With all that data then, we were able to come up with a list of projects that we felt were high priority and doable in the context of our FY13 budget. We're really looking at a year to 18 months of projects, but the summer has been the time to set the priorities and to kick off the most important ones. For example, some of the safeguards for mobile devices and laptops that are seen as such a high priority, they really have to be put in place this summer.

MCGEE: Are there many projects that are being held for later, and if so what are they?
■ ■ ■ ■ ■ ■ ■
## Required action 1
Translate this sentence from the interview excerpt on FY13 project priorities into Spanish: "We're really looking at a year to 18 months of projects, but the summer has been the time to set the priorities and to kick off the most important ones."
## Required action 2
Write the next part of the interview excerpt on FY13 project priorities, picking up after its final line.

## Recorded information
■ ■ ■ ■ ■ ■ ■
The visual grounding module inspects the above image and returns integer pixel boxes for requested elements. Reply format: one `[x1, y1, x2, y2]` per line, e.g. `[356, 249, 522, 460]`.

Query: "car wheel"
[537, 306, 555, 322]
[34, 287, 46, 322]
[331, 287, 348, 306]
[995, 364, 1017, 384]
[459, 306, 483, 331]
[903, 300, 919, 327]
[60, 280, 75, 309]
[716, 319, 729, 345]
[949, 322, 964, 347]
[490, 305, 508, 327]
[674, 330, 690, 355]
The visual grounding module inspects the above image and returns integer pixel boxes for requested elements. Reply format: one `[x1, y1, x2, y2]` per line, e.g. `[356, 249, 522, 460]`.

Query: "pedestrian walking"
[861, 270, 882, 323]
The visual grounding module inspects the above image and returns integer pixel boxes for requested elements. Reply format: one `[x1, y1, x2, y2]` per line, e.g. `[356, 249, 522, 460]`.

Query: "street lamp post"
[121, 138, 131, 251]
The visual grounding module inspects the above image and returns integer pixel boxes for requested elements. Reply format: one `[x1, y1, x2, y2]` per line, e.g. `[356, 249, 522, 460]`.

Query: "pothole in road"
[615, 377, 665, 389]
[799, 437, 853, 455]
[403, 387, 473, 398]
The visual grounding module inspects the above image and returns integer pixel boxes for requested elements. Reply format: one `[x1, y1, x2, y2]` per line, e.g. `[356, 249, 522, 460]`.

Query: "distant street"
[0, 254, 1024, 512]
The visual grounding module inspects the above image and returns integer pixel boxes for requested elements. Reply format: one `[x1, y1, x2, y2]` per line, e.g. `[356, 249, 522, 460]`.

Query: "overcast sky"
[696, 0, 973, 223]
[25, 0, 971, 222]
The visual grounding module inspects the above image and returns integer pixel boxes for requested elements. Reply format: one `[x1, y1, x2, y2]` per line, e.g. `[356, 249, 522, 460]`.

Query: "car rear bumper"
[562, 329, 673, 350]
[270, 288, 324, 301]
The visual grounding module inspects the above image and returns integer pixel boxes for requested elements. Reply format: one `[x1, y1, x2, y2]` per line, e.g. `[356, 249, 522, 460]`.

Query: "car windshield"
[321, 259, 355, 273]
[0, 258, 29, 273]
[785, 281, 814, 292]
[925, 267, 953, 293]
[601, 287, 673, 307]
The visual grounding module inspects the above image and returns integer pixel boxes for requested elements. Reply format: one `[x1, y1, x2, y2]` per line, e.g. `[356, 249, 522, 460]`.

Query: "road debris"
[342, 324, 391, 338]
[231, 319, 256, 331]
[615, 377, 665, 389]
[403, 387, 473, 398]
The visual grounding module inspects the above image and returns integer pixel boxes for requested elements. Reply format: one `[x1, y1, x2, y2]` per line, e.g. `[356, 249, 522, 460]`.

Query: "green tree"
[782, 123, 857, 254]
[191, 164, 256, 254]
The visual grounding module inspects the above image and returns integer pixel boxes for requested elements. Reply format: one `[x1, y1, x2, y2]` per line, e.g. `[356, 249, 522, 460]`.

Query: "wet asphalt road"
■ ■ ■ ■ ■ ■ ■
## Expected answer 1
En realidad estamos contemplando entre un año y 18 meses de proyectos, pero el verano ha sido el momento de fijar las prioridades y de poner en marcha los más importantes.

## Expected answer 2
HALAMKA: Some of the projects are desirable, but so hard and so expensive that they will be deferred. As an example, you walk down to the Apple store today. You buy a brand new MacBook Pro. I don't know about it as the CIO. You walk into the hospital. You connect to the wireless network and you download 100,000 e-mails, some of which contain patient identified data. Well interesting, it's an unencrypted laptop. It's something I have no control over, but you the employee have violated policy and downloaded patient-identified data. What technology controls can we put in place to prevent that? Well, such things as network access control don't allow any device to connect to the network unless it has been registered, logged, encrypted and appropriately virus-protected ahead of time. Nice idea, but the amount of effort required to implement and support network access control is pretty significant. So we look at encrypting everything that we purchase, ensuring that we're doing advanced detection of malware, viruses and attempts at intrusion, breach detection of audit logs - all of these are very doable and certain things that are desirable but expensive and hard may be a "next year" kind of project.

Security Budgets

MCGEE: What's the estimated cost of your summer compliance list and what percentage of your IT budget annually is allocated for data security and privacy? Is the trend going up or down?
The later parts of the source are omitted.